- _EXERCISE DESCRIPTION_
Report each line of the records below that uses the word "leaf".

[Photo-based referring expression data]
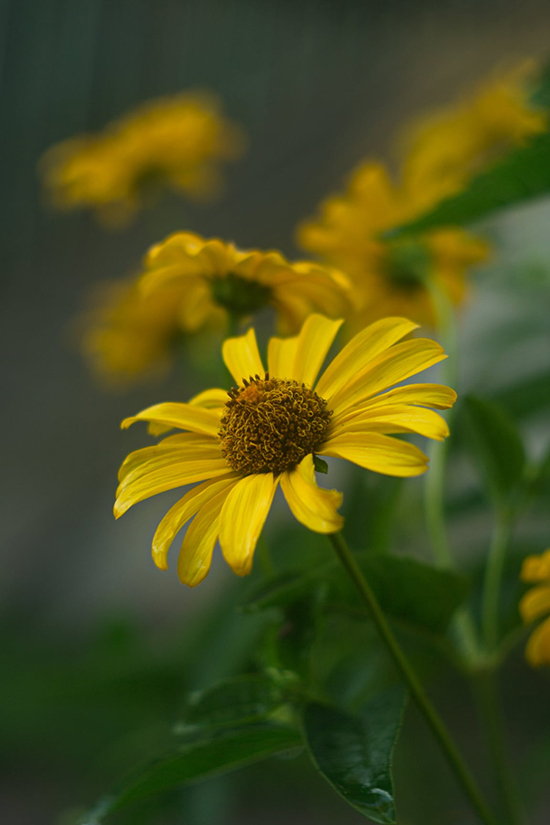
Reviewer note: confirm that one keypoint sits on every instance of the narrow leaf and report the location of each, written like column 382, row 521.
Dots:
column 354, row 752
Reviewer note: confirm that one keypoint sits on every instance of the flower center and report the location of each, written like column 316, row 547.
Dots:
column 270, row 425
column 238, row 295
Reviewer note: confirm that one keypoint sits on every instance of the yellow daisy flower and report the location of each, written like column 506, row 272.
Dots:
column 388, row 277
column 443, row 150
column 535, row 604
column 240, row 446
column 189, row 283
column 177, row 141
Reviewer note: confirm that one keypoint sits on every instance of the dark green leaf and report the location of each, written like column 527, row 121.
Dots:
column 521, row 176
column 354, row 752
column 231, row 703
column 497, row 446
column 203, row 758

- _RESPONSE TO THIS EXERCISE_
Reviewer note: confirm that one keypoint sits on every instance of the narrow leaf and report the location of each, written like column 382, row 521.
Reviewer note: confirm that one keypoint sits on every instance of the dark green leaf and report the location of each, written like column 527, row 121.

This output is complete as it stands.